Problem details:
Your answer should consist only of the records, copied exactly, with the images removed.

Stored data
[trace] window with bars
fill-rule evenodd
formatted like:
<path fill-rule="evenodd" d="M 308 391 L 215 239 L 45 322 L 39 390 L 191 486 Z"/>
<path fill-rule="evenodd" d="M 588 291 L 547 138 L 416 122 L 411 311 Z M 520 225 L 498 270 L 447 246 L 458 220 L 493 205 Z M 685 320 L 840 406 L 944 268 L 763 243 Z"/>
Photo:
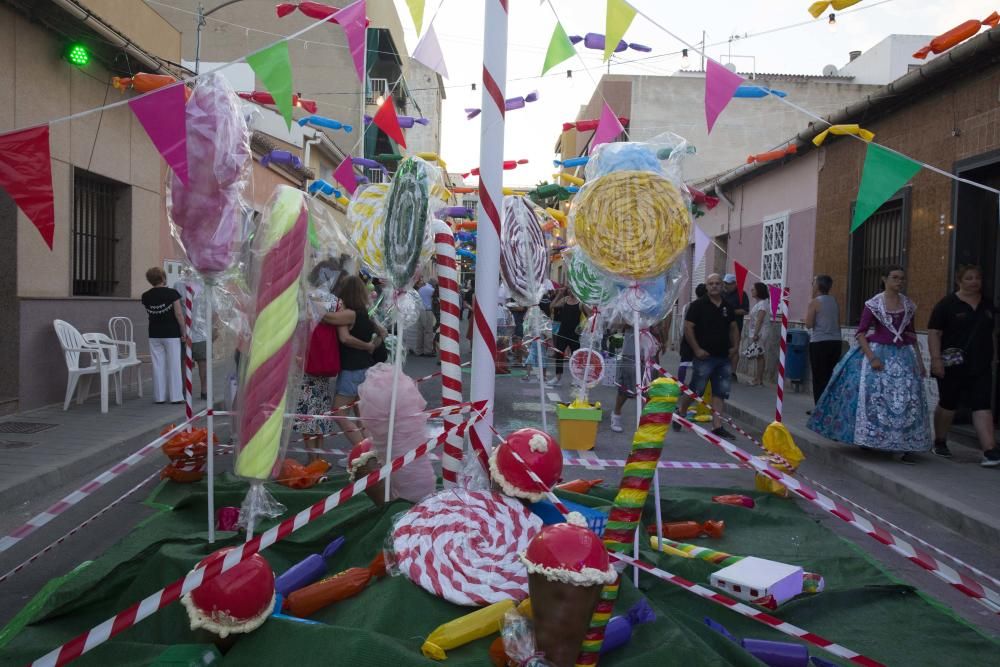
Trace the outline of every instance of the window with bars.
<path fill-rule="evenodd" d="M 784 285 L 785 266 L 788 264 L 788 215 L 767 218 L 762 227 L 761 282 L 767 285 Z"/>
<path fill-rule="evenodd" d="M 462 200 L 462 206 L 475 211 L 479 206 L 479 199 L 477 197 L 466 197 Z"/>
<path fill-rule="evenodd" d="M 128 186 L 97 174 L 73 174 L 73 296 L 127 296 Z M 124 248 L 124 250 L 123 250 Z M 123 293 L 126 292 L 126 293 Z"/>
<path fill-rule="evenodd" d="M 905 191 L 883 204 L 851 234 L 847 307 L 849 324 L 857 324 L 861 320 L 865 301 L 882 291 L 882 274 L 886 268 L 893 264 L 906 266 L 909 208 L 909 191 Z"/>

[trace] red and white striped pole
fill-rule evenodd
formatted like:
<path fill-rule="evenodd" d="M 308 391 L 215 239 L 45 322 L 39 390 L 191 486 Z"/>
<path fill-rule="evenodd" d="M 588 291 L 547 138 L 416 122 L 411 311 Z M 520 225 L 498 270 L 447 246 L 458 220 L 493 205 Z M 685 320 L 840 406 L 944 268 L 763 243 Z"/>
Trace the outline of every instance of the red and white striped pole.
<path fill-rule="evenodd" d="M 476 238 L 476 304 L 472 339 L 473 401 L 486 401 L 485 419 L 469 437 L 487 466 L 493 424 L 500 286 L 500 205 L 503 202 L 504 95 L 507 87 L 507 0 L 486 0 L 483 21 L 483 102 L 479 135 L 479 209 Z"/>
<path fill-rule="evenodd" d="M 191 338 L 191 322 L 194 318 L 194 286 L 184 281 L 184 333 Z M 184 343 L 184 414 L 191 421 L 194 416 L 194 384 L 191 375 L 194 371 L 194 351 L 190 343 Z M 194 429 L 194 424 L 188 429 Z"/>
<path fill-rule="evenodd" d="M 458 264 L 455 262 L 455 237 L 451 228 L 440 220 L 434 221 L 434 244 L 437 254 L 438 300 L 441 304 L 439 352 L 441 354 L 441 405 L 462 402 L 462 360 L 459 357 L 459 330 L 462 302 L 458 291 Z M 445 417 L 444 427 L 457 426 L 457 416 Z M 452 431 L 444 442 L 441 457 L 441 477 L 446 487 L 458 481 L 462 468 L 465 438 Z"/>
<path fill-rule="evenodd" d="M 781 341 L 778 350 L 778 398 L 774 406 L 774 421 L 781 421 L 785 400 L 785 354 L 788 351 L 788 288 L 781 291 Z"/>

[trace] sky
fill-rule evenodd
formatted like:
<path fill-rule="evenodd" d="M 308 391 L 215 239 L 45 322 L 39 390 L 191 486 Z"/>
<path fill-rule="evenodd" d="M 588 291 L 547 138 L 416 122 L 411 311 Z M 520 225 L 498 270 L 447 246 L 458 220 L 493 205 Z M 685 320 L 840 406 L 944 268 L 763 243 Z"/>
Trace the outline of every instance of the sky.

Answer to this task:
[trace] window with bars
fill-rule evenodd
formatted like:
<path fill-rule="evenodd" d="M 308 391 L 215 239 L 45 322 L 39 390 L 191 486 Z"/>
<path fill-rule="evenodd" d="M 588 291 L 547 138 L 416 122 L 411 311 Z M 520 225 L 498 270 L 447 246 L 458 220 L 493 205 Z M 685 320 L 840 406 L 944 268 L 763 243 Z"/>
Photo:
Trace the outline of every instance of the window with bars.
<path fill-rule="evenodd" d="M 784 285 L 785 266 L 788 264 L 788 215 L 767 218 L 762 227 L 761 282 L 767 285 Z"/>
<path fill-rule="evenodd" d="M 462 200 L 462 206 L 475 211 L 479 206 L 479 199 L 477 197 L 466 197 Z"/>
<path fill-rule="evenodd" d="M 128 186 L 97 174 L 73 174 L 73 296 L 127 296 Z M 124 248 L 124 250 L 123 250 Z M 123 293 L 126 292 L 126 293 Z"/>
<path fill-rule="evenodd" d="M 905 191 L 883 204 L 851 234 L 847 307 L 849 324 L 857 324 L 861 320 L 865 301 L 882 291 L 882 274 L 886 268 L 893 264 L 906 266 L 909 208 L 909 191 Z"/>

[trace] red and white striped pole
fill-rule evenodd
formatted like:
<path fill-rule="evenodd" d="M 308 391 L 215 239 L 45 322 L 39 390 L 191 486 Z"/>
<path fill-rule="evenodd" d="M 588 291 L 547 138 L 416 122 L 411 311 Z M 520 225 L 498 270 L 447 246 L 458 220 L 493 205 Z M 685 320 L 840 406 L 944 268 L 763 243 Z"/>
Trace the outline of every instance of the red and white striped pole.
<path fill-rule="evenodd" d="M 476 238 L 476 304 L 472 339 L 473 401 L 486 401 L 485 419 L 469 437 L 487 466 L 493 424 L 500 286 L 500 205 L 503 202 L 504 95 L 507 87 L 507 0 L 486 0 L 483 21 L 483 102 L 479 135 L 479 209 Z"/>
<path fill-rule="evenodd" d="M 191 338 L 191 322 L 194 318 L 194 286 L 184 281 L 184 333 Z M 184 343 L 184 414 L 191 421 L 194 416 L 194 384 L 191 375 L 194 371 L 194 351 L 190 343 Z M 194 429 L 194 424 L 188 429 Z"/>
<path fill-rule="evenodd" d="M 458 264 L 455 262 L 455 237 L 451 228 L 440 220 L 434 221 L 434 244 L 437 254 L 438 300 L 441 304 L 439 352 L 441 354 L 441 405 L 462 402 L 462 360 L 459 357 L 459 330 L 462 302 L 458 291 Z M 445 417 L 444 427 L 457 426 L 457 416 Z M 452 431 L 444 442 L 441 457 L 441 477 L 446 487 L 458 481 L 462 468 L 465 438 Z"/>
<path fill-rule="evenodd" d="M 781 341 L 778 350 L 778 398 L 774 406 L 774 421 L 781 421 L 785 400 L 785 354 L 788 351 L 788 288 L 781 291 Z"/>

[trace] sky
fill-rule evenodd
formatted like:
<path fill-rule="evenodd" d="M 308 391 L 215 239 L 45 322 L 39 390 L 191 486 Z"/>
<path fill-rule="evenodd" d="M 588 291 L 547 138 L 416 122 L 411 311 Z M 520 225 L 498 270 L 447 246 L 458 220 L 493 205 Z M 685 320 L 840 406 L 944 268 L 763 243 Z"/>
Trace the outline of every instance of the sky.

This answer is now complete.